— Begin Source document —

2. Benefits Make All The Difference
By Stephen Fean, Watchdog Real Estate Project Managers
We have tried a variety of websites to recruit top talent: Monster.com, CareerBuilding.com, Indeed.com, Linkedin.com, etc. However, building a culture that our employees want has been our most powerful recruiting tool. We offer unlimited vacation, paid sabbatical and paid parental leave. Offering these benefits to prospective and current employees has proven a successful recruiting method for us.
3. Understand what your candidates want.
By Margaret Menotti, Kel & Partners
Talented workers like to be productive, use creativity, feel welcome in the enterprise and expect a work life balance. As millennials shape the workforce, traditional items like bonuses, perks don’t matter as much as fitting in with the culture and sharing a common vision. Your company must focus on their unique culture and deliberately shape it to stay relevant to top talent.
4. LinkedIn gives you a wide pool of potential candidates
By Allison Hernandez, lotus823
What has been most useful at lotus823 is LinkedIn. I am able to utilize my network as well as the network of my current employees to connect with potential candidates. I can easily see their experience through their LinkedIn profile and identify shared connections. In employing interns and entry level candidates, we also attend job fairs at the local universities and colleges. This has proven to be quite successful for us in the past.
5. Use Indeed’s Resume Search Tool
Using Indeed.com, you can search millions of up-to-date resumes for free. You can easily filter to view candidates with certain skills or qualifications, AND live near your office. Indeed makes it easy to contact resumes you like, and track the application process with back-end tools. You can read more about it on our full guide How to Use Indeed Resume Search.
6. Employee Referrals Are Still Number 1
According to many top companies, close to 50 percent of hiring comes from employee referrals. Employees are not only great at recommending talent, but the employees they bring on tend to be good culture fits and naturally work well with the team.
Make sure you’re getting the most out of this source of talent. If you’re not already, offer a reward for successful referrals. Ask employees if they have any recommendations each time a new position is opened.
7. Set Up a Creative Referral Program
When Carmax needed to add a lot more employees during their busy season, they conjured a simple way to encourage referrals: At a time when Livestrong bracelets were all the rage, they passed out rubber bracelets of their own to employees. The bracelets read “Carmax: Who do you know?”

— End Source document —
— Begin Supplied material —

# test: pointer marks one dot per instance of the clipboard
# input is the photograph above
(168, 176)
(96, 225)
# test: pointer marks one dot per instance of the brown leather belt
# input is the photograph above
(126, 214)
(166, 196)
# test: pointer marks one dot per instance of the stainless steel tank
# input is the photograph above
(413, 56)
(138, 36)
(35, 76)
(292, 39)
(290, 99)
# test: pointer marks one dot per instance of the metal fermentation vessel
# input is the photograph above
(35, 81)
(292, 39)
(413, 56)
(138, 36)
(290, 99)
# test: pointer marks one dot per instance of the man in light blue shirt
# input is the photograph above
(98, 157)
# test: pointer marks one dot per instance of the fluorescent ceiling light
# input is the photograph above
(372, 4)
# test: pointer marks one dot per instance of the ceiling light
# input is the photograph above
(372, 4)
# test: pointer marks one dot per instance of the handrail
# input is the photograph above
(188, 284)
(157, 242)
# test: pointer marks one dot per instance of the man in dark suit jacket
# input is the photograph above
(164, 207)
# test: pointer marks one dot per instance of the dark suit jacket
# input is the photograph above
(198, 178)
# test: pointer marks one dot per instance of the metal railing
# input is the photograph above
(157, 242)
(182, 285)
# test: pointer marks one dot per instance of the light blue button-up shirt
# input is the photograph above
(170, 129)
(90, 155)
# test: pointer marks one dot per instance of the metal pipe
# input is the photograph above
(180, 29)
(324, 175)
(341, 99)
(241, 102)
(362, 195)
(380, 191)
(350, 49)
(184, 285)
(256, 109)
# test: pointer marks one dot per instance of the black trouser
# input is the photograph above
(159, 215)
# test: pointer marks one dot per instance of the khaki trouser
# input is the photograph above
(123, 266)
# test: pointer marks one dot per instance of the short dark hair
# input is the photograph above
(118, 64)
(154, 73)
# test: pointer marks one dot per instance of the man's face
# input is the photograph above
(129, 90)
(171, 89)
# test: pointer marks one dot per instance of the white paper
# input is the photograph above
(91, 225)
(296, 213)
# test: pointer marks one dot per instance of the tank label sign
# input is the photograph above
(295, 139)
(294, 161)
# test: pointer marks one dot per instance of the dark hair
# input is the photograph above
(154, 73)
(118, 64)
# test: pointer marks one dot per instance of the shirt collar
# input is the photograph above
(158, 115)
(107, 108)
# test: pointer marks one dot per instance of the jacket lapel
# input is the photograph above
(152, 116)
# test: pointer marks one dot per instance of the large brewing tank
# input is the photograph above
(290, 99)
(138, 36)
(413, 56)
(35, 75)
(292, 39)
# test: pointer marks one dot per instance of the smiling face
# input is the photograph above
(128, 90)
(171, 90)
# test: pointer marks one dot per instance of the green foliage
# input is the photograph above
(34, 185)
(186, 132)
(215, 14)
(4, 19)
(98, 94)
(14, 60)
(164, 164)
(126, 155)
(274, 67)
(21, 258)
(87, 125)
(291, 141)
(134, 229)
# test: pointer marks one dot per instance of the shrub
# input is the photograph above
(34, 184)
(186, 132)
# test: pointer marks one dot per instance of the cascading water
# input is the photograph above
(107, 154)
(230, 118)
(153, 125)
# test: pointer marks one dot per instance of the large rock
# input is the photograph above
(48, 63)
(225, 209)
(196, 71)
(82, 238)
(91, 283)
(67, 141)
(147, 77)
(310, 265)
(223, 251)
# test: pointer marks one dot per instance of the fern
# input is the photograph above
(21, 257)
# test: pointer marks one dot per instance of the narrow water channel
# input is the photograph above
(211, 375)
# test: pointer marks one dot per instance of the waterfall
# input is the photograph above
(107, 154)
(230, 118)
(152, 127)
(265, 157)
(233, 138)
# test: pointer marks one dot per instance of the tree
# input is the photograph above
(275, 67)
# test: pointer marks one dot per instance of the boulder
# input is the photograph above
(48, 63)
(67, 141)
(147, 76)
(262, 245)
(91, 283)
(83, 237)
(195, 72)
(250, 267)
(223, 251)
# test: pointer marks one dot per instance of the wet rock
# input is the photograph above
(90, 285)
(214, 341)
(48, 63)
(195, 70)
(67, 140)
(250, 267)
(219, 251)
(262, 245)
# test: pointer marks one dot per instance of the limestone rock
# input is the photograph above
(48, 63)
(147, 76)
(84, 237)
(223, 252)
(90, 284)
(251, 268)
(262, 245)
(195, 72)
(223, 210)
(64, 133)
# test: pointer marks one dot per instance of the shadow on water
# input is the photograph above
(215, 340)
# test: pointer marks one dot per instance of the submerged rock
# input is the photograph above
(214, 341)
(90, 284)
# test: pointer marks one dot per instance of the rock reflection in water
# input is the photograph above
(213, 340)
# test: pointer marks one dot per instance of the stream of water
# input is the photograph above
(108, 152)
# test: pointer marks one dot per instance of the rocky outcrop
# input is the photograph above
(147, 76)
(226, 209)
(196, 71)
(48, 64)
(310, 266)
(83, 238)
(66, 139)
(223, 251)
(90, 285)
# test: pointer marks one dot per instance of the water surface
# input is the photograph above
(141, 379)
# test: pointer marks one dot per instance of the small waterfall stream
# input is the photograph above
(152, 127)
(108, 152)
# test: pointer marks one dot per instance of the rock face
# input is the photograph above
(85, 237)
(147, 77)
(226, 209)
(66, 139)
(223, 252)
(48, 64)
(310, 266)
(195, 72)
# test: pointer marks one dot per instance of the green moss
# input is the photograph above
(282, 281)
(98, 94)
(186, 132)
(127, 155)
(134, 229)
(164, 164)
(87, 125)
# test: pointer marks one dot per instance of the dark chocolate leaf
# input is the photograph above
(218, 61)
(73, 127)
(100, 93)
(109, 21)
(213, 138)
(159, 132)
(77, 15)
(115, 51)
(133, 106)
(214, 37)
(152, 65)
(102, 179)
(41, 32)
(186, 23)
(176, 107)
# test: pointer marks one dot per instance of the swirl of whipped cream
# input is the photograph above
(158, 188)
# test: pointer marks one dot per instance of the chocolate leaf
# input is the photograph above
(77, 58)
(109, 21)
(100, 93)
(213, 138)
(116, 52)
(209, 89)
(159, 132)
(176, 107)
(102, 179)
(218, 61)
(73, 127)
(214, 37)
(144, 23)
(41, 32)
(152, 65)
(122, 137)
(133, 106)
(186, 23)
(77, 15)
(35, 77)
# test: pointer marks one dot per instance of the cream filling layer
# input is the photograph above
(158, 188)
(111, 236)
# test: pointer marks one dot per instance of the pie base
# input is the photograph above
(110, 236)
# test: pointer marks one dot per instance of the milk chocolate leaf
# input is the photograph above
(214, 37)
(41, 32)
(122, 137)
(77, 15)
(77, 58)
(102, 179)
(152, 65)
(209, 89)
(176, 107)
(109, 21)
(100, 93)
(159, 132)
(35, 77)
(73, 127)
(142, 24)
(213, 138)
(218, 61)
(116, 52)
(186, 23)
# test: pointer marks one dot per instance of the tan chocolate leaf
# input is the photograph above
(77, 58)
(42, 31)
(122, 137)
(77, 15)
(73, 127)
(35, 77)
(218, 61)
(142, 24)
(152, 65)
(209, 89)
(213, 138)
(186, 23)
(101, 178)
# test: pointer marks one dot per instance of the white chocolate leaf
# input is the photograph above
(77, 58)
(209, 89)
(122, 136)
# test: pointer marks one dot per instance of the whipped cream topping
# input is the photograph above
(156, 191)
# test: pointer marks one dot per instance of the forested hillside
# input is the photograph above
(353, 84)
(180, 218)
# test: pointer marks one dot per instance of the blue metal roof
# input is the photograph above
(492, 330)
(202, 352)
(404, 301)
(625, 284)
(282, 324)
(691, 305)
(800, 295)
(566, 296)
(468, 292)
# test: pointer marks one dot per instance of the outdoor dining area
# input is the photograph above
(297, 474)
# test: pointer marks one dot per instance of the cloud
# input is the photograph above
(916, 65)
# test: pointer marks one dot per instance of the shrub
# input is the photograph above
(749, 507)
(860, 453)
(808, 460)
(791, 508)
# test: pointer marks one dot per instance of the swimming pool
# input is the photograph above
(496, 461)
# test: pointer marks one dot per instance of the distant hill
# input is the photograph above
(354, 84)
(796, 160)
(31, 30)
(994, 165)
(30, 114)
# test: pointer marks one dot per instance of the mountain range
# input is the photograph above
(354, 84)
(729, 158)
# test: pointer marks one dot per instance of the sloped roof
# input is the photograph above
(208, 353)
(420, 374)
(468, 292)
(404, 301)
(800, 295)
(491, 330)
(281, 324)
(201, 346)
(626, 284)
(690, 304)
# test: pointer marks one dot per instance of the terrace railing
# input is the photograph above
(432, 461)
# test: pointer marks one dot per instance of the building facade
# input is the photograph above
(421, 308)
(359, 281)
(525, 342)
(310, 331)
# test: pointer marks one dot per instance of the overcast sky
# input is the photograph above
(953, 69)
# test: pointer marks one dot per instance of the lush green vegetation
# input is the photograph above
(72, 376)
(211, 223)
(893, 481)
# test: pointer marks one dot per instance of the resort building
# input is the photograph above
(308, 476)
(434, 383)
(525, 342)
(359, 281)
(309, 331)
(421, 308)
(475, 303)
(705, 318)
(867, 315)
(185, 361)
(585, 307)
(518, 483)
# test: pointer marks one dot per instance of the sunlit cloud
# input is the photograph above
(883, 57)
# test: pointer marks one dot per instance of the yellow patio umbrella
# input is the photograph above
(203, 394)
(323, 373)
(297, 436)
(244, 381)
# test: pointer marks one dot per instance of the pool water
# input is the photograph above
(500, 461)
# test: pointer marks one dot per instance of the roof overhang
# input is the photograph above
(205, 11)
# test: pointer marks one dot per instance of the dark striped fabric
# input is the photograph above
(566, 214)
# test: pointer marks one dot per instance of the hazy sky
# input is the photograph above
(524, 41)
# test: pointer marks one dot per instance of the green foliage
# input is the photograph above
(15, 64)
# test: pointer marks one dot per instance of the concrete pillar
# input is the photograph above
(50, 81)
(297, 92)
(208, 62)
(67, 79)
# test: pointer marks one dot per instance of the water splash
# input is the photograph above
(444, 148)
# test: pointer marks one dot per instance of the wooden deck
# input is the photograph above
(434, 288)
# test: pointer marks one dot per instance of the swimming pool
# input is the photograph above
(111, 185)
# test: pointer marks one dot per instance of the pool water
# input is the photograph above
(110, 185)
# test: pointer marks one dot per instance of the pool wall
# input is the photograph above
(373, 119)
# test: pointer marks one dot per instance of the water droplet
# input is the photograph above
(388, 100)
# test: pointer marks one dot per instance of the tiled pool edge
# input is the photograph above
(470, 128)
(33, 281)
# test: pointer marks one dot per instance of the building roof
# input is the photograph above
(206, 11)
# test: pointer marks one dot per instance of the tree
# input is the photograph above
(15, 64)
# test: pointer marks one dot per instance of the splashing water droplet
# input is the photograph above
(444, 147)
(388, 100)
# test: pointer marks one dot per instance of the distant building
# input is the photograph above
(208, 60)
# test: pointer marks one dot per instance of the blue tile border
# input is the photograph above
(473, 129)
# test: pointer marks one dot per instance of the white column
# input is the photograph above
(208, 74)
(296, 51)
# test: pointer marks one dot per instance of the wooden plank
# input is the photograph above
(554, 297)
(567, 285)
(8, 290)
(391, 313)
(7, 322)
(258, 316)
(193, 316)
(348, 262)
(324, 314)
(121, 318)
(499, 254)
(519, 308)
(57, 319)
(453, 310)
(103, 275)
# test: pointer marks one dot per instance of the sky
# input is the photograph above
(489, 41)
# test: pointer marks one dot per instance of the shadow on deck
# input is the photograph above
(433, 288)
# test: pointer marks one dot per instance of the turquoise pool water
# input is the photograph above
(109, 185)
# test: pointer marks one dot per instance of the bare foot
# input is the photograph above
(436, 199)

— End Supplied material —

#### [Work to complete]
1. Render this sentence from the recruiting tips in Spanish: "Talented workers like to be productive, use creativity, feel welcome in the enterprise and expect a work life balance."
2. Reproduce word for word the passage of the recruiting tips starting at "3. Understand what" and ending at "to top talent.".

#### [Responses to the exercise]
1. A los trabajadores talentosos les gusta ser productivos, usar la creatividad, sentirse bienvenidos en la empresa y esperan un equilibrio entre la vida laboral y la personal.

2.
3. Understand what your candidates want.
By Margaret Menotti, Kel & Partners
Talented workers like to be productive, use creativity, feel welcome in the enterprise and expect a work life balance. As millennials shape the workforce, traditional items like bonuses, perks don’t matter as much as fitting in with the culture and sharing a common vision. Your company must focus on their unique culture and deliberately shape it to stay relevant to top talent.